◆ **Text provided**

-----

The GCI tries to put the students and workers struggling against the CPE in the dock

Straightaway, the leaflet deliberately mixes up the attempts of the bourgeoisie to confront the struggles with the initiatives decided during the struggle, attributing to the students the union appeals or the appeals to trust in electoral promises and even to let themselves be trapped in sterile confrontations with the police:

“And against all that (the CPE) how did they react?:

-          By following like sheep those who break our struggles, negotiate our misery with our exploiters and send us back to work and school: THE UNIONS!…

-          By swallowing the promises all kinds of politicians sell us about the miracle of change in order to bury our struggles in the ballot boxes.

-          By falling into the trap of sterile confrontations where the forces of bourgeois order await and are thus stronger” (GCI leaflet).                

This movement of struggle took the bourgeoisie by surprise. The government of Villepin hadn’t foreseen the impact that the attack of the CPE would have on the young generations of proletarians. It didn’t take the time to prepare this attack politically by putting in place a union and “leftist” strategy to accompany it [2]. It’s for this reason that the different forces of the bourgeois state, the unions at their head, had to react on the hop, which left open a margin of manoeuvre to the students. Thus, it is necessary to clearly say that it wasn’t the students who followed the unions, but the latter who had to put themselves forward in order to try to outflank the struggle.

-----

◆ **Tasks to perform**
(A) In the passage on the struggle against the CPE, which government failed to foresee the impact of the CPE on young proletarians?
(B) Write out the stretch of the passage on the struggle against the CPE from "-          By falling" through "outflank the struggle.".
(C) Summarize the passage on the struggle against the CPE in two sentences.
None of the lines that follow are needed.

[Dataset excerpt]
-----

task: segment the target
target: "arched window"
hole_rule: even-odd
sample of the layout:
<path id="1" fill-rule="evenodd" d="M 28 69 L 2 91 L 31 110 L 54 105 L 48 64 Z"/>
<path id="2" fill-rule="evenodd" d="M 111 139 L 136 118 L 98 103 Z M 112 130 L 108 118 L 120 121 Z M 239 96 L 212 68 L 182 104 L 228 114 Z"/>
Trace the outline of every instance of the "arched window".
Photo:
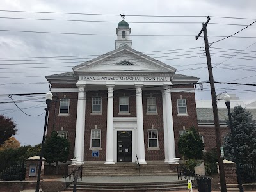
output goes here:
<path id="1" fill-rule="evenodd" d="M 125 31 L 122 31 L 122 38 L 125 38 Z"/>

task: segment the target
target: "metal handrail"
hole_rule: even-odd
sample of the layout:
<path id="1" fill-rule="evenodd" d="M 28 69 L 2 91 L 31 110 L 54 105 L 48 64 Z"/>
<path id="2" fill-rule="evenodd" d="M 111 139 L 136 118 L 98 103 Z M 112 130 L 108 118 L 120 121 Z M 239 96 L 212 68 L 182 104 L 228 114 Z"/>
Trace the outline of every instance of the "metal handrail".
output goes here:
<path id="1" fill-rule="evenodd" d="M 79 166 L 73 170 L 68 175 L 65 176 L 64 191 L 72 183 L 75 177 L 78 178 L 78 180 L 82 180 L 83 167 Z"/>
<path id="2" fill-rule="evenodd" d="M 139 175 L 140 175 L 140 162 L 139 162 L 139 159 L 138 159 L 137 154 L 136 154 L 136 163 L 137 163 L 137 169 L 139 170 Z"/>
<path id="3" fill-rule="evenodd" d="M 180 180 L 182 180 L 182 177 L 184 177 L 187 180 L 191 180 L 193 185 L 197 186 L 197 179 L 199 178 L 200 175 L 195 174 L 183 165 L 179 165 L 177 167 L 177 171 L 178 173 L 178 179 L 180 178 Z"/>

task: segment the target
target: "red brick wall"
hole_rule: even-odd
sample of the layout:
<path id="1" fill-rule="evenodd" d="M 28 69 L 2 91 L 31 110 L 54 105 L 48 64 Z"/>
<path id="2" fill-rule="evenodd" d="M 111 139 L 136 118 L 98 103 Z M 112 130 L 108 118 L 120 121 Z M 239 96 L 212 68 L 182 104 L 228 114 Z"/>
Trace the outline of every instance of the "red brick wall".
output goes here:
<path id="1" fill-rule="evenodd" d="M 102 115 L 90 115 L 92 113 L 92 97 L 102 97 Z M 85 139 L 84 139 L 84 161 L 105 161 L 106 160 L 106 145 L 107 135 L 107 105 L 108 105 L 107 91 L 88 92 L 86 93 L 86 109 L 85 118 Z M 92 157 L 90 148 L 91 130 L 95 129 L 101 130 L 101 148 L 99 151 L 99 157 Z"/>
<path id="2" fill-rule="evenodd" d="M 64 95 L 66 95 L 66 98 L 70 99 L 69 116 L 58 116 L 60 99 L 63 99 Z M 77 95 L 77 93 L 53 93 L 48 119 L 47 136 L 51 136 L 51 133 L 54 129 L 56 131 L 61 131 L 61 127 L 63 127 L 63 131 L 68 131 L 68 140 L 70 143 L 70 159 L 74 157 Z"/>
<path id="3" fill-rule="evenodd" d="M 186 130 L 188 130 L 191 126 L 194 126 L 196 129 L 198 128 L 195 93 L 175 92 L 171 94 L 176 156 L 177 157 L 182 157 L 178 151 L 179 131 L 183 130 L 183 126 L 185 126 Z M 182 99 L 186 100 L 188 116 L 178 116 L 177 100 L 181 99 L 180 95 Z"/>
<path id="4" fill-rule="evenodd" d="M 214 127 L 199 127 L 199 134 L 204 136 L 204 141 L 205 145 L 205 150 L 209 150 L 216 148 L 215 128 Z M 221 136 L 221 143 L 223 143 L 224 137 L 229 132 L 228 127 L 220 127 L 220 135 Z"/>
<path id="5" fill-rule="evenodd" d="M 147 115 L 147 97 L 156 97 L 157 115 Z M 142 104 L 143 107 L 143 125 L 145 156 L 147 160 L 164 160 L 164 140 L 163 120 L 163 101 L 162 93 L 160 91 L 143 92 Z M 136 107 L 136 106 L 135 106 Z M 159 150 L 148 150 L 148 130 L 157 129 Z"/>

-----

◆ **Worked solutions**
(A) The government of Villepin.

(B)
-          By falling into the trap of sterile confrontations where the forces of bourgeois order await and are thus stronger” (GCI leaflet).                

This movement of struggle took the bourgeoisie by surprise. The government of Villepin hadn’t foreseen the impact that the attack of the CPE would have on the young generations of proletarians. It didn’t take the time to prepare this attack politically by putting in place a union and “leftist” strategy to accompany it [2]. It’s for this reason that the different forces of the bourgeois state, the unions at their head, had to react on the hop, which left open a margin of manoeuvre to the students. Thus, it is necessary to clearly say that it wasn’t the students who followed the unions, but the latter who had to put themselves forward in order to try to outflank the struggle.

(C) The passage says that a GCI leaflet deliberately mixes up the bourgeoisie's attempts to confront the struggles with initiatives decided during them, and blames the students for following the unions, trusting electoral promises and falling into sterile confrontations with the police. It replies that the movement took the bourgeoisie by surprise, which forced the unions to react on the hop and left the students room to maneuver, so the unions followed the students and not the reverse.